◆ Written problem
Rewrite the entries from their first line through the line containing "175 66 L 157", inclusive, as a Markdown table with the columns "Row" and "Line", skipping blank lines.

[start Excerpted data]

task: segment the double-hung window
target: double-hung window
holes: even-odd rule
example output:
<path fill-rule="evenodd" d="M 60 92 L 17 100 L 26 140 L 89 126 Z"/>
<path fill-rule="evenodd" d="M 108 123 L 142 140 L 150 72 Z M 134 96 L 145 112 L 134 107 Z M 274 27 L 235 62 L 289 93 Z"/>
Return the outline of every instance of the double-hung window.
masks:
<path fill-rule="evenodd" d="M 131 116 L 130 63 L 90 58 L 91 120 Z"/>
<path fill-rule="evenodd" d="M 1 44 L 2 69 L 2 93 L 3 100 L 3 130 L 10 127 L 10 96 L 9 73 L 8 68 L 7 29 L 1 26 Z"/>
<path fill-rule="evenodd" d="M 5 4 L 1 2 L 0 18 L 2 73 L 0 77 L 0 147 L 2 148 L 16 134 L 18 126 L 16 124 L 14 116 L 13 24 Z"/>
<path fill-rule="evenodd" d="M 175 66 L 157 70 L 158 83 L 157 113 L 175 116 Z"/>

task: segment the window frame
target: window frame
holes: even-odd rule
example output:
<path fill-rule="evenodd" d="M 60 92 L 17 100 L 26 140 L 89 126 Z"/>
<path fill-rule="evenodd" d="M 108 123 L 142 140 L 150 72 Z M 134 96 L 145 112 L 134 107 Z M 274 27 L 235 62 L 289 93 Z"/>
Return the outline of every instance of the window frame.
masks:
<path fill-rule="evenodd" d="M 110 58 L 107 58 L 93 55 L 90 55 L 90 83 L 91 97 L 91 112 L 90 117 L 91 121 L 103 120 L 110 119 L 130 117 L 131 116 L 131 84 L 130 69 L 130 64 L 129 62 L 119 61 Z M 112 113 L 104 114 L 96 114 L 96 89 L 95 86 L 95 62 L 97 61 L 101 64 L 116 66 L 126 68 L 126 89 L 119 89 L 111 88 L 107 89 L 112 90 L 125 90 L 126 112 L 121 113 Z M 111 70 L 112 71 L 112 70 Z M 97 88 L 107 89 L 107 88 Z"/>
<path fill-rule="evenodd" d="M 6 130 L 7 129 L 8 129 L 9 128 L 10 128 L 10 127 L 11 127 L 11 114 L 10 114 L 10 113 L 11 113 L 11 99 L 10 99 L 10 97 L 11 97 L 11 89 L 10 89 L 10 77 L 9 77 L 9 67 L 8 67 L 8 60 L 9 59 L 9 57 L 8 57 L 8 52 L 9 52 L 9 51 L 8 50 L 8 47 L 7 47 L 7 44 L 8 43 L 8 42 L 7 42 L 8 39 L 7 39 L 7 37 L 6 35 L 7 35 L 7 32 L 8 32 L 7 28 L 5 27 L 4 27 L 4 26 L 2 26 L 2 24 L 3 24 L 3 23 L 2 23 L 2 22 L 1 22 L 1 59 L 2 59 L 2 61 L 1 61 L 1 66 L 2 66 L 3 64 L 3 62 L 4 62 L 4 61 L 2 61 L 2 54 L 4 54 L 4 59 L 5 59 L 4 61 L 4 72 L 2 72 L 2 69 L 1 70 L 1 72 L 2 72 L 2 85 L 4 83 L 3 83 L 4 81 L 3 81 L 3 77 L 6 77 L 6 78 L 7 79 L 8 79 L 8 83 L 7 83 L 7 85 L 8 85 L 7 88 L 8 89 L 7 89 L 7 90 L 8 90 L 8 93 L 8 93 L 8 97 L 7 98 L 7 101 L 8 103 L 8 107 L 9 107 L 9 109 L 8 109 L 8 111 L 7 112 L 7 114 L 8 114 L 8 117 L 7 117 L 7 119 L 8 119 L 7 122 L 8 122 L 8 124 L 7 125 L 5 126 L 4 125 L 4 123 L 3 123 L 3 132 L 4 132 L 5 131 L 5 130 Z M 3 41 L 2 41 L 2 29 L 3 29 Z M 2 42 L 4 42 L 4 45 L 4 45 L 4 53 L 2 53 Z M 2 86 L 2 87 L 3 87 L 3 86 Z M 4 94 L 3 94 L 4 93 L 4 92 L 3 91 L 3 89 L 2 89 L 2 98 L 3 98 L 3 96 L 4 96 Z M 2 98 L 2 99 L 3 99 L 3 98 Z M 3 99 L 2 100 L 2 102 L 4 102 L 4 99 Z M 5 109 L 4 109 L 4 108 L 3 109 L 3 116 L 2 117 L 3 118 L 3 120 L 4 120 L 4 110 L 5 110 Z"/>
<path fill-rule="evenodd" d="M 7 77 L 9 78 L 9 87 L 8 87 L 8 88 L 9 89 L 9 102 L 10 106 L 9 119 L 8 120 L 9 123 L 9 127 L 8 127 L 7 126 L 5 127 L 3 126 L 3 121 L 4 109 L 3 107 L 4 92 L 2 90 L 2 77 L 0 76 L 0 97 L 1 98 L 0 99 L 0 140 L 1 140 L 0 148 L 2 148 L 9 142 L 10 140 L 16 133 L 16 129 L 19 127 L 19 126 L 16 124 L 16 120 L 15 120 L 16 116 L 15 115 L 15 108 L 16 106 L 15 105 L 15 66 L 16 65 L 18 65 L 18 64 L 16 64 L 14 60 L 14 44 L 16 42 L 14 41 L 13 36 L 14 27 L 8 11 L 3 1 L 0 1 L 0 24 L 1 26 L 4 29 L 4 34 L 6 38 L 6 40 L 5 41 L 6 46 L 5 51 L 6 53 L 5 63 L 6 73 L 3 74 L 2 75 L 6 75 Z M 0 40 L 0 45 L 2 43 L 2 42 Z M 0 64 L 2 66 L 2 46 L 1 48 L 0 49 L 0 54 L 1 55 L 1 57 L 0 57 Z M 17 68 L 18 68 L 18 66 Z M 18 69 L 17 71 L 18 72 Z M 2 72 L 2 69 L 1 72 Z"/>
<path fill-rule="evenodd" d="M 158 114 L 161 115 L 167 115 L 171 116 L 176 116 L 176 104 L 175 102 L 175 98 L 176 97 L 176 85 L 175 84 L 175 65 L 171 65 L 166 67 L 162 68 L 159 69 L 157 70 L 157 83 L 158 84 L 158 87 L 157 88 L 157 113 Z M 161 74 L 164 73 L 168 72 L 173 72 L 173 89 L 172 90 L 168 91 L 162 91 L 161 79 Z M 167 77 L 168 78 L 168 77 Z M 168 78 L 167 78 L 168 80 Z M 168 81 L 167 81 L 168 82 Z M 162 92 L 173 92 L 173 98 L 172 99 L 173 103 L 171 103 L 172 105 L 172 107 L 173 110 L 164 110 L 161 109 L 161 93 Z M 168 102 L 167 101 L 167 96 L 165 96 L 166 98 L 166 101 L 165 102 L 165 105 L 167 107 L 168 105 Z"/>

[end Excerpted data]

◆ Completed task
| Row | Line |
|---|---|
| 1 | task: segment the double-hung window |
| 2 | target: double-hung window |
| 3 | holes: even-odd rule |
| 4 | example output: |
| 5 | <path fill-rule="evenodd" d="M 60 92 L 17 100 L 26 140 L 89 126 Z"/> |
| 6 | <path fill-rule="evenodd" d="M 108 123 L 142 140 L 150 72 Z M 134 96 L 145 112 L 134 107 Z M 274 27 L 235 62 L 289 93 Z"/> |
| 7 | Return the outline of every instance of the double-hung window. |
| 8 | masks: |
| 9 | <path fill-rule="evenodd" d="M 131 116 L 130 63 L 90 58 L 91 120 Z"/> |
| 10 | <path fill-rule="evenodd" d="M 1 44 L 2 69 L 2 93 L 3 100 L 3 130 L 10 127 L 10 96 L 9 73 L 8 68 L 7 29 L 1 26 Z"/> |
| 11 | <path fill-rule="evenodd" d="M 5 4 L 1 2 L 0 18 L 2 73 L 0 77 L 0 147 L 2 148 L 16 134 L 18 126 L 16 124 L 14 116 L 13 24 Z"/> |
| 12 | <path fill-rule="evenodd" d="M 175 66 L 157 70 L 158 83 L 157 113 L 175 116 Z"/> |